Passage
----------------

The Doctor is a Time Lord who can travel through space and time in his spaceship the TARDIS, which stands for Time And Relative Dimensions In Space. It looks like an innocent British police call box (like a phone booth for us Americans) but it contains a very large space craft that has incredible power. As I'm thinking about it today, I can see a correlation to the TARDIS and Doctor Who to the work I'm doing with conscious living. In some ways I'm striving to be a little like the Doctor -- he's living in his own time, his own Now, and the past and future cannot hold him down. The TARDIS can also be a representation of ourselves and our identities. On the outside we may look ordinary, even dumpy, but our true selves, contained within our exterior coverings, is so vast, beautiful and powerful.


I think I didn't post yesterday because I was finally taking some of what I've been learning and applying it. I was living consciously, working on the immediate tasks in front of me and not worrying about yesterday or tomorrow. I didn't want to analyze, didn't want to fret about things. I was simply in the moment, Being.


And my eating reflected that. Once in a while I'd get these pangs that I should eat something. But unless I could immediately pinpoint exactly what I wanted to eat, I pushed it away, because it wasn't real hunger to me. It was my old behaviors wanting to engage (it's my day off from work, let's "treat" myself by eating lots of crap), and I wasn't having it. Once I could determine exactly what I was hungry for, I ate it, hence my lunch of a PB&J with a glass of milk for lunch.


It wasn't a perfect day -- I ate to the upper end of my full feeling at supper -- but I know now I had gone too long without eating, making myself extra hungry. I am happy that I recognized the exact moment that if I ate another bite, I would move from full to stuffed and be a miserable person indeed. And I'm equally thrilled that I was able to stop at that moment, while everyone else was still eating, and didn't feel driven to keep picking at things I wasn't hungry for anymore. And besides, I'm not aiming for perfect, am I?

----------------

Data lines

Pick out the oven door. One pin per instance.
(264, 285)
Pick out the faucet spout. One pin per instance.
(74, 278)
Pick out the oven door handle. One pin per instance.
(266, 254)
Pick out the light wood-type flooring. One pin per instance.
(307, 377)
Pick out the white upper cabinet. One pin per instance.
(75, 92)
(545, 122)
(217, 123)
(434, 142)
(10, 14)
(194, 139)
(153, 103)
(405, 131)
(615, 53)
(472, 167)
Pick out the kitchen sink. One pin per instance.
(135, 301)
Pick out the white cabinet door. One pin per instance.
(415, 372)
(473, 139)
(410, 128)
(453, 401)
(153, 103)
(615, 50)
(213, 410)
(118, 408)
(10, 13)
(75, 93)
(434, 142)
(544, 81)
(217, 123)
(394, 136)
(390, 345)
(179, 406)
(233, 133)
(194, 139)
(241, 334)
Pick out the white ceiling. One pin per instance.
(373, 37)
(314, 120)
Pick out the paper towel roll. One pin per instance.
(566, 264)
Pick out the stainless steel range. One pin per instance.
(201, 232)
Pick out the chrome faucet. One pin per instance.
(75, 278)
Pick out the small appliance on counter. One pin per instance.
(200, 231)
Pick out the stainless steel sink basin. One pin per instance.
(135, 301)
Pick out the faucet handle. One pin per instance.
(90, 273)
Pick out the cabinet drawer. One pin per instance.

----------------

Problem statement
What comes next in the passage about conscious living and eating? Continue it from its final sentence.

Exercise answer
What I am aiming for is traveling through my life like I'm in the TARDIS -- I'm not held down by the past or waiting for something to happen in the future. If I want to do something, I've got to do it now, because the Now is the only place where I exist, just like Doctor Who. Pretty cool!

3 comments:

sulamite3 said...

Very interesting - how about some thoughts, if any, on Doctor Who???

Vashta Narada said...

Oh the premiere, you mean? Well, as fate would have it, I missed the first episode, technically the Christmas special and not the first of the new season. But I actually have a copy of it (thanks to my friend SS) and will be watching it soon. I can't wait, because Catherine Tate is in it and I think she's hysterical.

As for the first episode with the new companion Martha, I was pleased. I think Martha will make a good companion because she's bright, courageous and doesn't have any apparent annoying qualities. I know a lot of people didn't like the last companion, Rose, but I grew fond of her over time and was very sad at her departure.

I know Mabel is still a very loyal Rose fan, because when the Doctor kissed Martha (only to save lives, of course!), my daughter got furious that the Doctor would so quickly smooch another girl so soon after losing Rose.

As far as the series goes, it seems as if the same quirky humor and wild action is continuing right along. I can't wait to watch next week's episode when they visit Shakespeare.

Anonymous said...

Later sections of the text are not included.